▸ **STORED ROWS**
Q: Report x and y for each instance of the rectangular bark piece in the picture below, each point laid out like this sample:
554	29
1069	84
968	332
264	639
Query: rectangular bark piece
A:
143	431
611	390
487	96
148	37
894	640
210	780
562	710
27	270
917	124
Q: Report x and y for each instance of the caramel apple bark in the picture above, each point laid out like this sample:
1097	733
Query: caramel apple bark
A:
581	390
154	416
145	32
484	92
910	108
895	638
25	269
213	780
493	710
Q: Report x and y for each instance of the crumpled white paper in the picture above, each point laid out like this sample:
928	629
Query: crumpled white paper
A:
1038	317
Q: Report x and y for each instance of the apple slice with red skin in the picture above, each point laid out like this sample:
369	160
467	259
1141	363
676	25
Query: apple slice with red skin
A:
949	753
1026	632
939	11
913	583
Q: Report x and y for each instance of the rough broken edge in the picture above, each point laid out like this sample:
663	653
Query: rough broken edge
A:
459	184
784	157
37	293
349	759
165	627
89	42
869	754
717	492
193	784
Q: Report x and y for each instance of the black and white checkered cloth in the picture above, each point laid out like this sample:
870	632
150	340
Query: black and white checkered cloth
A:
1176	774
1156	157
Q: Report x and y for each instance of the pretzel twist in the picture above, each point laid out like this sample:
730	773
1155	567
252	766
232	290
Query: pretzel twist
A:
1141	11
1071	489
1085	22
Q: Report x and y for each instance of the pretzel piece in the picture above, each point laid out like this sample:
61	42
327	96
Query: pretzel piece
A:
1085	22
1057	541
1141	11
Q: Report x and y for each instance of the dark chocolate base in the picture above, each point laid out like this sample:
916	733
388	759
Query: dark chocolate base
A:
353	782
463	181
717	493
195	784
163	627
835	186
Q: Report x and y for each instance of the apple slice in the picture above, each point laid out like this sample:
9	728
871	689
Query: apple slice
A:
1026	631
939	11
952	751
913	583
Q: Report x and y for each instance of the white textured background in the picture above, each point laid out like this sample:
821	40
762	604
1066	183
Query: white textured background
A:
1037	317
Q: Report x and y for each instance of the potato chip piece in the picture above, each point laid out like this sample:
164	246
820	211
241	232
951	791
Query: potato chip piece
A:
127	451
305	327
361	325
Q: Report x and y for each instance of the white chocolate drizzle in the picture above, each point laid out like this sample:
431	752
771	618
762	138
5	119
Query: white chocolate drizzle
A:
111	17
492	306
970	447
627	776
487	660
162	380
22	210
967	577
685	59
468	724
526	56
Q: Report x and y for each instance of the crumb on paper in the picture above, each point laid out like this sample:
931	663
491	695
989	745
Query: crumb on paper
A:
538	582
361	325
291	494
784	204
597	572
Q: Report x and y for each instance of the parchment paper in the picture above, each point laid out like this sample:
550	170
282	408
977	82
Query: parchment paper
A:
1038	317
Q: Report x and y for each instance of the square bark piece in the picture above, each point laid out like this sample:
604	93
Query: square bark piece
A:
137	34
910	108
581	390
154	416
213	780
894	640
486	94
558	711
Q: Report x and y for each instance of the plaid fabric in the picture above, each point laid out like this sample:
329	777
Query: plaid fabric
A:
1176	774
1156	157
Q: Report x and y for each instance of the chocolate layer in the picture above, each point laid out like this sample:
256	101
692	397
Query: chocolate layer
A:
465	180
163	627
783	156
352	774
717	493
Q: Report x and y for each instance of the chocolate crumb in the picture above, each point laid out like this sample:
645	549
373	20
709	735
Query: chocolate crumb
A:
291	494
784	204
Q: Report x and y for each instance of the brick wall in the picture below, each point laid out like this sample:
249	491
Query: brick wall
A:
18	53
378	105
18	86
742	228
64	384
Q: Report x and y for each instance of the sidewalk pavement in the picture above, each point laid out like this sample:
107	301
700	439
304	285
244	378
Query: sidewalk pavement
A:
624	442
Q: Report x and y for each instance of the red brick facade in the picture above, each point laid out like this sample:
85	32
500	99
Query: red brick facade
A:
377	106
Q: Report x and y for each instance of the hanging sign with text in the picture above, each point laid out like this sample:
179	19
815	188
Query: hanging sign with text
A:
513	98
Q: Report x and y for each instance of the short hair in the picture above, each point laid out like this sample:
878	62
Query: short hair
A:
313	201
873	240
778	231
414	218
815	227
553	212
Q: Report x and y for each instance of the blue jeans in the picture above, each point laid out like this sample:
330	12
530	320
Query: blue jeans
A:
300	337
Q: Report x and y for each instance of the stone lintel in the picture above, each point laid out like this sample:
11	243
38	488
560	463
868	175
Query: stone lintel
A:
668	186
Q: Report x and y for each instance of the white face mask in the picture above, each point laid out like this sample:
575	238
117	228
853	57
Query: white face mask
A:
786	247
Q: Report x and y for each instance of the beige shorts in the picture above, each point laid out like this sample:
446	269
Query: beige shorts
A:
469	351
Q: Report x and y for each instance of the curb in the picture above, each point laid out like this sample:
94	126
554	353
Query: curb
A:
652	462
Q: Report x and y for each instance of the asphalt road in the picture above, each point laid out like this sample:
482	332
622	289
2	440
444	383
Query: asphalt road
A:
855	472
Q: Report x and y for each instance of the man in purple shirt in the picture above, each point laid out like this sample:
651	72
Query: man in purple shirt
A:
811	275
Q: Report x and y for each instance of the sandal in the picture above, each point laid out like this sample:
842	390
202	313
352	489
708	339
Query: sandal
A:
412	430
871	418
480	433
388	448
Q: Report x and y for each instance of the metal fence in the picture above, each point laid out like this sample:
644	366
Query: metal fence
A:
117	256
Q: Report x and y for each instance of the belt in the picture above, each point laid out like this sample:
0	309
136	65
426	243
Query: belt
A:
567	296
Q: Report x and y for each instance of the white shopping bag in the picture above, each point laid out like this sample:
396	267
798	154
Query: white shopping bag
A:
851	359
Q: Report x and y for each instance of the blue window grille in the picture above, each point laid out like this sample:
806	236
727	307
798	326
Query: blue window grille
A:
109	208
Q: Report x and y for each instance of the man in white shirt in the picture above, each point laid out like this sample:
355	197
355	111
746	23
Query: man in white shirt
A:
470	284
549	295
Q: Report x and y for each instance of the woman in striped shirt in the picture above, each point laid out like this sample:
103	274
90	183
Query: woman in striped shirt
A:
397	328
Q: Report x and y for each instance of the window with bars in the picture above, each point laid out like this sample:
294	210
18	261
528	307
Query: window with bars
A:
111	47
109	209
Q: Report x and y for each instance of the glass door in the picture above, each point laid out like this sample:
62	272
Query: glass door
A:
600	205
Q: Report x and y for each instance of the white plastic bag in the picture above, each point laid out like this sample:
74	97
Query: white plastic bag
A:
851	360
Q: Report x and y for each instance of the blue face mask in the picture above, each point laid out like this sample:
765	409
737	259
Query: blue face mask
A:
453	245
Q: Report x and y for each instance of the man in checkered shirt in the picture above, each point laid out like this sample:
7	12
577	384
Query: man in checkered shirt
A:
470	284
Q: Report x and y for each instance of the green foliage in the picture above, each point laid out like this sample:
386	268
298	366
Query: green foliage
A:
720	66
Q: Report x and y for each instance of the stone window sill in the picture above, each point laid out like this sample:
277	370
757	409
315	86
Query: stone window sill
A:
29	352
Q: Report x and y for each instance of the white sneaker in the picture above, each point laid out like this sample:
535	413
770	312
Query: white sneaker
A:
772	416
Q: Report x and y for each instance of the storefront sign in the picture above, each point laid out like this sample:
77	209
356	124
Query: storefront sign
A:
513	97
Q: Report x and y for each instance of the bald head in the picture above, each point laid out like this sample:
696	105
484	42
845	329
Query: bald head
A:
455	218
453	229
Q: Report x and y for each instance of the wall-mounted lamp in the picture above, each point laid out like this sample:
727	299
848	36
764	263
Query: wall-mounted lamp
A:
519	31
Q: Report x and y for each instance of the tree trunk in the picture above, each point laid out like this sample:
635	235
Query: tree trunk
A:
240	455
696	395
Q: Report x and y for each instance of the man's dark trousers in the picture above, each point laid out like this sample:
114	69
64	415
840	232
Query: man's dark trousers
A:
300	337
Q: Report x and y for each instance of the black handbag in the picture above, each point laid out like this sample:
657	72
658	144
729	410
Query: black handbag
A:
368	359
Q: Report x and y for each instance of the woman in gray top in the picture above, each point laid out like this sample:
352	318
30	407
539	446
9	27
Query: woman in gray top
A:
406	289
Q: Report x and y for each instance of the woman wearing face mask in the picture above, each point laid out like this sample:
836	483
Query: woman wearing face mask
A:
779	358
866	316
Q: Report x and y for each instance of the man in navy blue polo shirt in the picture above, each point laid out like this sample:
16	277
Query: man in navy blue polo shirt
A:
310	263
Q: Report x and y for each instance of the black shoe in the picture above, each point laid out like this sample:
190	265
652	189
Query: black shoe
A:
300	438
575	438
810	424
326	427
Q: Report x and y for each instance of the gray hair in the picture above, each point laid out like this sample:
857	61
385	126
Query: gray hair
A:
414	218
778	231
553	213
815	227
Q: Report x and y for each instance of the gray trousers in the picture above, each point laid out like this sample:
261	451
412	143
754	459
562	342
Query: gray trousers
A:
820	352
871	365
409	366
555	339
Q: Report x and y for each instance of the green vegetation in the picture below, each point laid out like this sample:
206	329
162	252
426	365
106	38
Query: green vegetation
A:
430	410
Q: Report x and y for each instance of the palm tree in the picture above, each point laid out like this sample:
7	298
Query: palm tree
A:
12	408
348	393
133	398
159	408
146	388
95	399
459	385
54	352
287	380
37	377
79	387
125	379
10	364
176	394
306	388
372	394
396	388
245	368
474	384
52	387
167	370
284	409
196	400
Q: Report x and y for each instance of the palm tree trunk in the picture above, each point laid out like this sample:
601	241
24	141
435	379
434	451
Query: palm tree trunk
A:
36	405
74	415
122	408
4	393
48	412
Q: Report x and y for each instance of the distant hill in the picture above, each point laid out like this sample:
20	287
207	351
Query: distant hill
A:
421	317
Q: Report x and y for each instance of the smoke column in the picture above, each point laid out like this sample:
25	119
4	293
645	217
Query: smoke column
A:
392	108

▸ **TASK GOAL**
Please quote nothing but the lines from the line with "the gray trousers" through the end of the data above, exactly as written, ends included.

▸ **SOLUTION TO THE EXERCISE**
Q: Report x and y for each instance of the gray trousers in the picture above, each point laid out like this sample:
261	451
412	143
754	459
562	342
Query: gray trousers
A:
820	352
871	365
409	366
555	339
Q: Report x and y for each instance of the green vegetation in the picture below, each point laid out like this sample:
206	329
162	252
426	365
106	38
Query: green vegetation
A:
430	410
Q: Report x and y for each instance of the palm tree in the picture above, each point laid out like this sample:
7	298
Query: palm tree
A:
12	408
348	393
133	398
159	408
146	388
95	399
459	385
54	352
287	380
37	377
79	387
125	379
10	364
176	394
306	388
372	394
396	388
245	368
474	384
52	387
167	370
284	409
196	400
Q: Report x and y for each instance of the palm tree trunk in the picture above, each point laid out like this sample:
601	241
24	141
435	379
434	451
Query: palm tree trunk
A:
36	405
74	415
122	408
4	393
48	412
Q: Report x and y for each instance of the distant hill in the picture above, each point laid out like this sample:
20	287
207	351
Query: distant hill
A:
421	317
Q: Report x and y for each instance of the smoke column in the picture above, each point laid out like this sample:
25	119
4	293
645	217
Query: smoke column
A:
392	108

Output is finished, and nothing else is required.